Should You Engage with Strangers about Skin Cancer?
Recently, I was in a group on social media where someone asked about tanning while on a certain medication. Along with myself, a couple of people mentioned the dangers of sunbathing in-general. Well, it wasn’t very well-received. In fact, we were told that our opinions weren’t needed. Now, this wasn’t from everyone. In fact, the original poster liked the comments. Yet, some people were downright rude. This begs the question, should you engage with strangers about skin cancer?
Unwanted advice about skin cancer
Many people don’t want advice they didn’t ask for. Even if you know something they may not, no one likes to be preached at, or feel you’re telling them what to do. So, how do you handle it? Even by saying I’d had skin cancer twice and was simply explaining the dangers, it was taken in a bad way from one particular person who seemed to love to tan.
People are going to fight
Social media has brought out the worst in some people. While people get to find old friends or meet new friends with similar interests, there are those who seem to want to argue.
====
Problem 1 »
Decide whether each statement below agrees with the article on discussing skin cancer with strangers, answering yes or no and quoting the exact words of the article that settle it. (a) The original poster liked the comments about the dangers of sunbathing. (b) The writer told the group about having had skin cancer once. (c) Everyone in the group reacted rudely to the warnings.
Problem 2 »
Resume the article on discussing skin cancer with strangers, picking up right after its final sentence.

Material provided »
====
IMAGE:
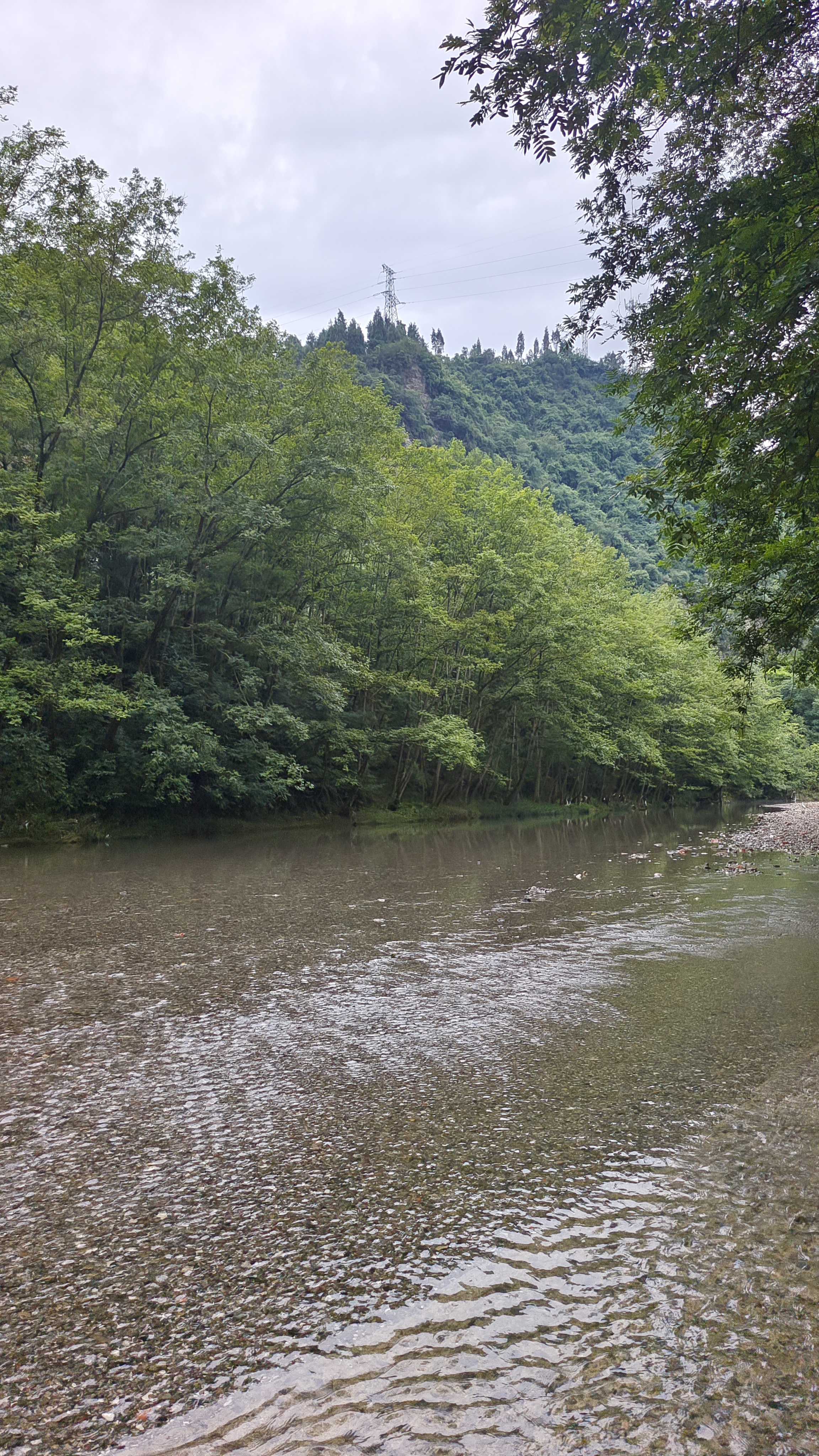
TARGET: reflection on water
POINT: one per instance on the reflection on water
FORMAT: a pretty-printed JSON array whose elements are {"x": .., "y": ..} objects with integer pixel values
====
Final answer 1 »
(a) Yes: "In fact, the original poster liked the comments."
(b) No: "Even by saying I’d had skin cancer twice"
(c) No: "Now, this wasn’t from everyone."

Final answer 2 »
According to the Pew Research Center, 69% of adults and 81% of teens in the U.S. use social media.1
These claims also showcase the effects social media has on our mental health. Not only do people feel bad when fights break out, there is also the danger of needing attention. Getting likes and comments affects a chemical messenger called dopamine, which is what makes us happy. So, if the person who took umbrage to my comment gets a lot of likes, that just feeds their dopamine. It also works for me as well. If a lot of people agree with me, that makes me feel better. Neither addresses what to do, though. Do you risk it?
What’s the verdict?
It’s hard to know exactly what to do, especially in a large group post. Sometimes you have to play it by ear, and decide if it's worth it to take the risk. If you feel you’ll come off as preachy or off-topic, it’s up to you on how you feel about the backlash. But, it is important to let people know the dangers. If you can, try to do it in a way that seems casual. Perhaps you can say something like, “A day at the beach sounds like fun, don’t forget your sunscreen. It won’t totally protect you from skin cancer, but it will help.” Often, casual tones seem friendlier and less like you’re trying to run someone’s life for them.
And I get it, no one wants someone telling them what to do. And mentioning skin cancer to someone who loves tanning can come off as being a know-it-all. You have to find that perfect balance in giving knowledge without preaching. It's up to you to decide if you can do so without the danger of a major fight with strangers.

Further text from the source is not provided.